▸ **SOURCE**:
■ ■ ■

Mr. Tom Cox (Tooting): I welcome the debate and the opportunity to raise an issue of great concern to many British-born people who now live in Commonwealth countries. I have an interest in that I chair the United Kingdom branch of the Commonwealth Parliamentary Association and the subject has come to the attention of our executive committee. At a recent meeting of the British-Canadian parliamentary group, the Canadian high commissioner raised the issue with hon. Members and expressed his concerns. I recently had a long discussion with the Australian high commissioner on this subject.

In May last year, I asked a parliamentary question and I have with me today the reply given by my right hon. Friend the Minister of State, Department of Social Security.The issue is clear cut. When United Kingdom citizens retire to certain Commonwealth countries they find that their state retirement pension is frozen at the rate it was when they left the UK. That happens in Canada, Australia, New Zealand and South Africa. A system is in place in many other Commonwealth countries to enable British expatriates who receive their state retirement pension to benefit from any increases that may be made by the United Kingdom Government.

■ ■ ■

▸ **STATED TASK 1**:
Reproduce the whole speech on frozen state pensions in Commonwealth countries word for word.

(Stored records)

■ ■ ■

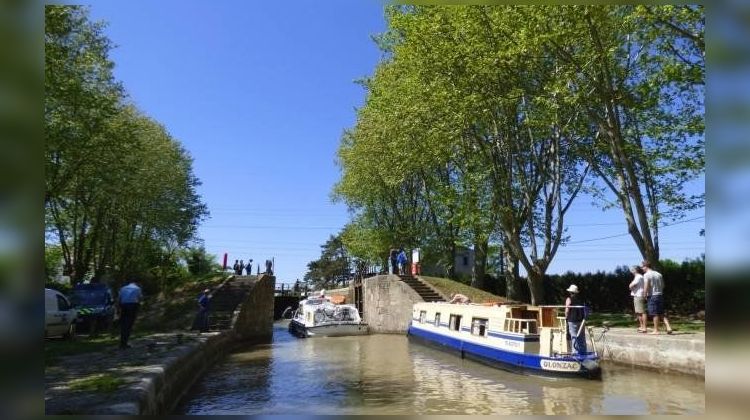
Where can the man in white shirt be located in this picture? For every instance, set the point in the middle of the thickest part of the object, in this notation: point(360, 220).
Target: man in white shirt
point(653, 285)
point(639, 298)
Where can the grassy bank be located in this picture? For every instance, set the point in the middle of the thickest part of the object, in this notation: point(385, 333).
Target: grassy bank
point(625, 320)
point(171, 310)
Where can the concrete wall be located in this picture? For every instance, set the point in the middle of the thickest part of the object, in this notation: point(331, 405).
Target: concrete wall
point(387, 304)
point(254, 318)
point(170, 382)
point(684, 353)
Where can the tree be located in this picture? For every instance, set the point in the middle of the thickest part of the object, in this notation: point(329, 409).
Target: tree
point(639, 74)
point(120, 192)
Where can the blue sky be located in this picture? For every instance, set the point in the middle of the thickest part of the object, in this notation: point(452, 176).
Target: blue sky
point(260, 94)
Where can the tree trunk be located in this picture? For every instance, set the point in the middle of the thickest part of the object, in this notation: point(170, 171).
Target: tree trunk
point(480, 264)
point(513, 284)
point(536, 287)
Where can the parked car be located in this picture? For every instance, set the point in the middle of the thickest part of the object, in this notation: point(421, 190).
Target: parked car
point(95, 306)
point(60, 316)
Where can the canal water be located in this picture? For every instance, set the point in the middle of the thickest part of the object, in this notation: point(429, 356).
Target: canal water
point(389, 374)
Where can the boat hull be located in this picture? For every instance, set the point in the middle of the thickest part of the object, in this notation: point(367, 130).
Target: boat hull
point(587, 367)
point(299, 329)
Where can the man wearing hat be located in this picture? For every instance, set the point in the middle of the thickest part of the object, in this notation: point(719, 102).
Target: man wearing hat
point(574, 315)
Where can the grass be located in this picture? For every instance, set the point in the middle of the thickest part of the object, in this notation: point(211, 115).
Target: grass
point(678, 323)
point(56, 348)
point(449, 287)
point(101, 382)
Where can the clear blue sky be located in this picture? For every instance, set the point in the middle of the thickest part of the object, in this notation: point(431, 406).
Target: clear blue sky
point(260, 95)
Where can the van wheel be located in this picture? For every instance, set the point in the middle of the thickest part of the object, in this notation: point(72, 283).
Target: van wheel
point(71, 332)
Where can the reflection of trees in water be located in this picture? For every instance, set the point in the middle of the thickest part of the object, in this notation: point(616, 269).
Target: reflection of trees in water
point(386, 374)
point(448, 388)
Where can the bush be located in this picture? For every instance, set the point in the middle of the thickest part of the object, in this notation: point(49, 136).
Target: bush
point(608, 292)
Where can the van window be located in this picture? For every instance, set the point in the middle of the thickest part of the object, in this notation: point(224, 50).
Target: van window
point(62, 303)
point(479, 327)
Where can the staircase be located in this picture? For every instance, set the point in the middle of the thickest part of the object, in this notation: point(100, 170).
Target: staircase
point(226, 299)
point(427, 294)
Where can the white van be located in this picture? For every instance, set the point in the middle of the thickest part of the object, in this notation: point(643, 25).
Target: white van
point(59, 318)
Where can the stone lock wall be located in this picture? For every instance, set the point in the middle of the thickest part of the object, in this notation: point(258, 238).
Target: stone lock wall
point(254, 318)
point(388, 304)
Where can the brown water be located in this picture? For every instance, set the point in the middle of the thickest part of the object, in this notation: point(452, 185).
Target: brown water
point(388, 374)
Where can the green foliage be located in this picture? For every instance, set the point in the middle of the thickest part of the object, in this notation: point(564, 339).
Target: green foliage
point(198, 261)
point(608, 292)
point(482, 124)
point(333, 266)
point(120, 195)
point(52, 258)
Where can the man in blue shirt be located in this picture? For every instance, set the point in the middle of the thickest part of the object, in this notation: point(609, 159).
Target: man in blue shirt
point(129, 299)
point(203, 301)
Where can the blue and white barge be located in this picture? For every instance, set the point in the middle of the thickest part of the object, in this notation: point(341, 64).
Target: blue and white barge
point(517, 337)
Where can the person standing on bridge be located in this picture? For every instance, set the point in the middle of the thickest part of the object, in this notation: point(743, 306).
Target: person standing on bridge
point(129, 299)
point(574, 315)
point(653, 285)
point(203, 301)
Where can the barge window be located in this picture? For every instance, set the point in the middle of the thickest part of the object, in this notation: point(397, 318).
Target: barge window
point(479, 327)
point(455, 322)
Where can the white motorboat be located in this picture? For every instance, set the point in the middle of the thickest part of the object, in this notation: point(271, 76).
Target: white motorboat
point(318, 317)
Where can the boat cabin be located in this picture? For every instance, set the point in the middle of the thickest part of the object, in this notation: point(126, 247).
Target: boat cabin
point(520, 328)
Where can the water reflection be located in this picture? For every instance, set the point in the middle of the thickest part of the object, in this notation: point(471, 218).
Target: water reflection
point(387, 374)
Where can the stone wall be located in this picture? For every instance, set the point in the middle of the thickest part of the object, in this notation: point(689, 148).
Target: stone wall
point(388, 303)
point(681, 352)
point(254, 317)
point(161, 391)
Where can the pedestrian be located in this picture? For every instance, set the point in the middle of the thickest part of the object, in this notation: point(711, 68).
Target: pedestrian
point(575, 315)
point(203, 301)
point(129, 299)
point(401, 259)
point(639, 298)
point(459, 298)
point(393, 256)
point(653, 285)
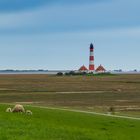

■ ■ ■

▸ **STATED TASK 2**:
Express the records from the line with "Where can the concrete" up to and including the line with "point(389, 374)" as a two-column CSV with the columns text and answer. Give each item its own row, putting its wording and its answer each in one quoted field with line breaks turned into spaces, and include only those records.

▸ **EXERCISE SOLUTION 1**:
Mr. Tom Cox (Tooting): I welcome the debate and the opportunity to raise an issue of great concern to many British-born people who now live in Commonwealth countries. I have an interest in that I chair the United Kingdom branch of the Commonwealth Parliamentary Association and the subject has come to the attention of our executive committee. At a recent meeting of the British-Canadian parliamentary group, the Canadian high commissioner raised the issue with hon. Members and expressed his concerns. I recently had a long discussion with the Australian high commissioner on this subject.

In May last year, I asked a parliamentary question and I have with me today the reply given by my right hon. Friend the Minister of State, Department of Social Security.The issue is clear cut. When United Kingdom citizens retire to certain Commonwealth countries they find that their state retirement pension is frozen at the rate it was when they left the UK. That happens in Canada, Australia, New Zealand and South Africa. A system is in place in many other Commonwealth countries to enable British expatriates who receive their state retirement pension to benefit from any increases that may be made by the United Kingdom Government.

▸ **EXERCISE SOLUTION 2**:
text,answer
"Where can the concrete wall be located in this picture? For every instance, set the point in the middle of the thickest part of the object, in this notation: point(331, 405). Target: concrete wall","point(387, 304) point(254, 318) point(170, 382) point(684, 353)"
"Where can the tree be located in this picture? For every instance, set the point in the middle of the thickest part of the object, in this notation: point(329, 409). Target: tree","point(639, 74) point(120, 192)"
"Where can the blue sky be located in this picture? For every instance, set the point in the middle of the thickest part of the object, in this notation: point(452, 176). Target: blue sky","point(260, 94)"
"Where can the tree trunk be located in this picture? For every instance, set the point in the middle of the thickest part of the object, in this notation: point(170, 171). Target: tree trunk","point(480, 264) point(513, 284) point(536, 287)"
"Where can the parked car be located in this picture? For every instance, set the point in the middle of the thickest part of the object, in this notation: point(421, 190). Target: parked car","point(95, 306) point(60, 316)"
"Where can the canal water be located in this picture? For every instance, set the point in the middle of the thickest part of the object, in this notation: point(429, 356). Target: canal water","point(389, 374)"